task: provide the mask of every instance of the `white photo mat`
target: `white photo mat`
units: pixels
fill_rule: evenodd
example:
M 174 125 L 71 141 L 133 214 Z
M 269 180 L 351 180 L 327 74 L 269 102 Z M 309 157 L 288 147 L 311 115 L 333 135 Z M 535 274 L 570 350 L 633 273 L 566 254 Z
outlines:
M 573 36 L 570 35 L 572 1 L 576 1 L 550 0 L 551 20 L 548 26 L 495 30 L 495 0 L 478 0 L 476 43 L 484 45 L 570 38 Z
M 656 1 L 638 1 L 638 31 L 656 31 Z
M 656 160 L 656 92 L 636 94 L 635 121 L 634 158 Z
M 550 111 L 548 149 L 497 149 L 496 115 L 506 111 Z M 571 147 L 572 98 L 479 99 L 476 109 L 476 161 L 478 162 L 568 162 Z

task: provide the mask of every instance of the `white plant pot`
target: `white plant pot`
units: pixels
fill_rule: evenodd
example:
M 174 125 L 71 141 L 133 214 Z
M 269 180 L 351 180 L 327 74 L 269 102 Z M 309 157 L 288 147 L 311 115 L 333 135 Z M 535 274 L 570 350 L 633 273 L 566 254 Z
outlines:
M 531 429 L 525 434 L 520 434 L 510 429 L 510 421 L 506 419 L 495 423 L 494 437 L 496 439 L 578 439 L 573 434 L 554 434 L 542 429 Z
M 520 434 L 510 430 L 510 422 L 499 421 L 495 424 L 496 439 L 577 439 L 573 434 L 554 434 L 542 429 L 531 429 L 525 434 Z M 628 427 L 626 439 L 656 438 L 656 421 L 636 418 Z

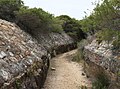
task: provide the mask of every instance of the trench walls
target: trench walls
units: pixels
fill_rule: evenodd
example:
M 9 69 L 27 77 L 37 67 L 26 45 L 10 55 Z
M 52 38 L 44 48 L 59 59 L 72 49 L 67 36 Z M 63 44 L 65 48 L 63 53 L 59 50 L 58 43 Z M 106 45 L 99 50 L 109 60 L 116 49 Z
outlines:
M 0 19 L 0 89 L 41 89 L 51 56 L 75 47 L 65 33 L 39 34 L 36 40 Z
M 105 74 L 109 79 L 108 89 L 120 89 L 120 59 L 119 52 L 114 53 L 112 45 L 93 40 L 84 47 L 85 72 L 95 79 L 99 74 Z

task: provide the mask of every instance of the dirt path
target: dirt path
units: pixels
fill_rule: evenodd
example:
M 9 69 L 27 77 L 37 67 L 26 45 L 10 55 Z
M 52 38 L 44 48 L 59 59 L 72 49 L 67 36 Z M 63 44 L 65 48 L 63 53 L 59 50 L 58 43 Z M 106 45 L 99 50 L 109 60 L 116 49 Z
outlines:
M 82 75 L 83 67 L 71 59 L 77 50 L 73 50 L 51 59 L 51 67 L 55 70 L 48 71 L 43 89 L 80 89 L 81 85 L 90 87 L 91 82 Z

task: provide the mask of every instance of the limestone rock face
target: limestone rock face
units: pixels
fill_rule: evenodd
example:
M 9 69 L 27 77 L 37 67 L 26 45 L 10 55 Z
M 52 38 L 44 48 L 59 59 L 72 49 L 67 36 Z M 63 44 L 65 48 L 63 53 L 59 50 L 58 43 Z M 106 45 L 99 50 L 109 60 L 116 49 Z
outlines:
M 84 57 L 86 62 L 86 71 L 92 77 L 97 76 L 99 73 L 105 73 L 110 80 L 110 86 L 113 85 L 120 89 L 120 60 L 119 53 L 114 55 L 112 44 L 106 42 L 97 43 L 93 40 L 91 44 L 84 47 Z M 111 88 L 110 88 L 111 89 Z
M 49 67 L 48 48 L 74 43 L 65 33 L 39 35 L 38 42 L 0 19 L 0 89 L 40 89 Z

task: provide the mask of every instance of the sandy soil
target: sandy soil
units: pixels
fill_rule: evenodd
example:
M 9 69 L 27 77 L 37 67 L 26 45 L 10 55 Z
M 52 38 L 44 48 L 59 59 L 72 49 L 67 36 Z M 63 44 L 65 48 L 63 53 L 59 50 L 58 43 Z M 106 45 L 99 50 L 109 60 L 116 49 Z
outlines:
M 73 50 L 51 59 L 43 89 L 81 89 L 82 85 L 91 87 L 91 81 L 82 75 L 84 73 L 82 65 L 71 61 L 76 51 Z

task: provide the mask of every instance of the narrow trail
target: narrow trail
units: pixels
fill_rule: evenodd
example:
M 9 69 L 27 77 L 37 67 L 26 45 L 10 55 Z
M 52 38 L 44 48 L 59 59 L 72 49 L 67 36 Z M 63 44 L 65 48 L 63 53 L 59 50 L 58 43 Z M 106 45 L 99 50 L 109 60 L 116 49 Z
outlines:
M 91 82 L 83 76 L 83 67 L 71 59 L 77 50 L 73 50 L 51 59 L 51 66 L 43 89 L 80 89 L 91 87 Z M 51 67 L 55 70 L 51 70 Z

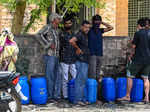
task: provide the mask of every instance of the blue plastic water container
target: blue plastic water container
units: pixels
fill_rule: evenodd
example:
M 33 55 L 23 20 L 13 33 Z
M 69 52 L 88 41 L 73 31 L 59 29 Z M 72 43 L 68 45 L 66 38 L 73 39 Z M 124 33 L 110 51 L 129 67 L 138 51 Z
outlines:
M 117 78 L 116 80 L 116 98 L 126 96 L 127 92 L 127 79 L 124 77 Z
M 131 90 L 131 101 L 141 102 L 143 99 L 144 83 L 143 80 L 134 78 L 133 87 Z
M 95 103 L 97 100 L 97 81 L 95 79 L 88 79 L 86 88 L 86 100 L 90 103 Z
M 115 80 L 113 78 L 102 79 L 102 96 L 105 101 L 115 101 L 116 98 Z
M 46 104 L 47 84 L 45 77 L 31 78 L 31 99 L 33 104 Z
M 72 79 L 68 82 L 68 99 L 70 102 L 74 102 L 75 100 L 75 88 L 74 88 L 74 85 L 75 85 L 75 80 Z
M 21 86 L 21 92 L 26 96 L 27 100 L 21 100 L 22 104 L 29 104 L 30 102 L 30 92 L 29 92 L 29 84 L 27 76 L 19 77 L 19 84 Z

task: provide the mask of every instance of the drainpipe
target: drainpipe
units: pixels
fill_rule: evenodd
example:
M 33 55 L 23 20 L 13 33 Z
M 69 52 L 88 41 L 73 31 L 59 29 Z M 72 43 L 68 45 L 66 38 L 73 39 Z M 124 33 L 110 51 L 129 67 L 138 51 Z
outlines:
M 56 13 L 56 0 L 53 0 L 52 12 Z

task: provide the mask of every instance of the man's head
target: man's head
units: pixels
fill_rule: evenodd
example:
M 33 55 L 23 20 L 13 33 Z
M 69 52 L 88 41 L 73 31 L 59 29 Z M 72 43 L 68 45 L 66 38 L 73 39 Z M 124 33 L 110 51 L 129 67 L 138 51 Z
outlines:
M 49 17 L 49 20 L 55 27 L 58 27 L 59 23 L 61 22 L 61 16 L 57 13 L 52 13 Z
M 73 25 L 73 20 L 71 17 L 65 17 L 64 18 L 64 28 L 65 30 L 71 30 Z
M 102 22 L 102 17 L 100 15 L 93 16 L 92 18 L 93 27 L 99 28 L 101 22 Z
M 82 22 L 82 25 L 81 25 L 81 30 L 82 30 L 82 32 L 84 32 L 85 34 L 87 34 L 89 32 L 89 30 L 90 30 L 90 27 L 91 27 L 90 22 L 84 20 Z
M 137 21 L 138 29 L 143 29 L 146 27 L 146 20 L 145 18 L 141 18 Z

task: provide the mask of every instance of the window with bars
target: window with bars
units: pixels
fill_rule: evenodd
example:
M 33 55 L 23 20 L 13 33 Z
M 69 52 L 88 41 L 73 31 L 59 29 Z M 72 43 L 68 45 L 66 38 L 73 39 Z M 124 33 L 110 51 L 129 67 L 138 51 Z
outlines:
M 150 18 L 150 0 L 129 0 L 128 2 L 128 33 L 130 37 L 133 37 L 137 20 L 141 17 Z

====

### Direction
Copy out the entries exactly, beginning with the line that contains "task: provide the mask of every instance of the sandy" and continuing through the line that contains "M 21 86 L 21". Leave out any picture.

### Answer to the problem
task: provide the mask of every instance of the sandy soil
target: sandy soil
units: pixels
fill_rule: evenodd
example:
M 9 69 L 27 77 L 37 67 L 26 45 L 10 55 Z
M 52 38 L 44 48 L 59 59 L 72 49 L 67 36 Z M 63 44 L 65 48 L 63 53 L 59 50 L 58 43 Z M 106 45 L 99 50 L 109 60 L 116 49 Z
outlines:
M 73 50 L 51 59 L 43 89 L 81 89 L 82 85 L 91 87 L 91 81 L 82 75 L 84 73 L 82 65 L 71 61 L 76 51 Z

task: provide the mask of every instance of the narrow trail
target: narrow trail
units: pixels
fill_rule: evenodd
example:
M 9 69 L 27 77 L 37 67 L 26 45 L 10 55 Z
M 52 38 L 44 48 L 59 59 L 72 49 L 67 36 Z M 63 44 L 65 48 L 63 53 L 59 50 L 58 43 Z M 106 45 L 99 50 L 109 60 L 116 49 Z
outlines:
M 91 82 L 83 76 L 83 67 L 71 59 L 77 50 L 73 50 L 51 59 L 51 66 L 43 89 L 80 89 L 91 87 Z M 51 67 L 55 70 L 51 70 Z

task: provide the mask of every instance of the blue plastic water container
target: blue plastic water container
units: pixels
fill_rule: evenodd
example:
M 33 55 L 23 20 L 13 33 Z
M 69 52 L 88 41 L 73 31 L 59 29 Z M 72 43 L 68 45 L 66 38 L 73 39 Z M 124 33 L 110 51 L 129 67 L 138 51 Z
outlines:
M 117 78 L 116 80 L 116 98 L 126 96 L 127 92 L 127 79 L 124 77 Z
M 131 90 L 131 101 L 141 102 L 143 99 L 144 83 L 143 80 L 134 78 L 133 87 Z
M 95 103 L 97 100 L 97 81 L 95 79 L 88 79 L 86 88 L 86 100 L 90 103 Z
M 115 80 L 113 78 L 102 79 L 102 96 L 105 101 L 115 101 L 116 98 Z
M 46 104 L 47 84 L 45 77 L 31 78 L 31 99 L 33 104 Z
M 72 79 L 68 82 L 68 99 L 70 102 L 74 102 L 75 100 L 75 88 L 74 88 L 74 85 L 75 85 L 75 80 Z
M 21 86 L 21 92 L 26 96 L 27 100 L 21 100 L 22 104 L 29 104 L 30 102 L 30 92 L 29 92 L 29 84 L 27 76 L 19 77 L 19 84 Z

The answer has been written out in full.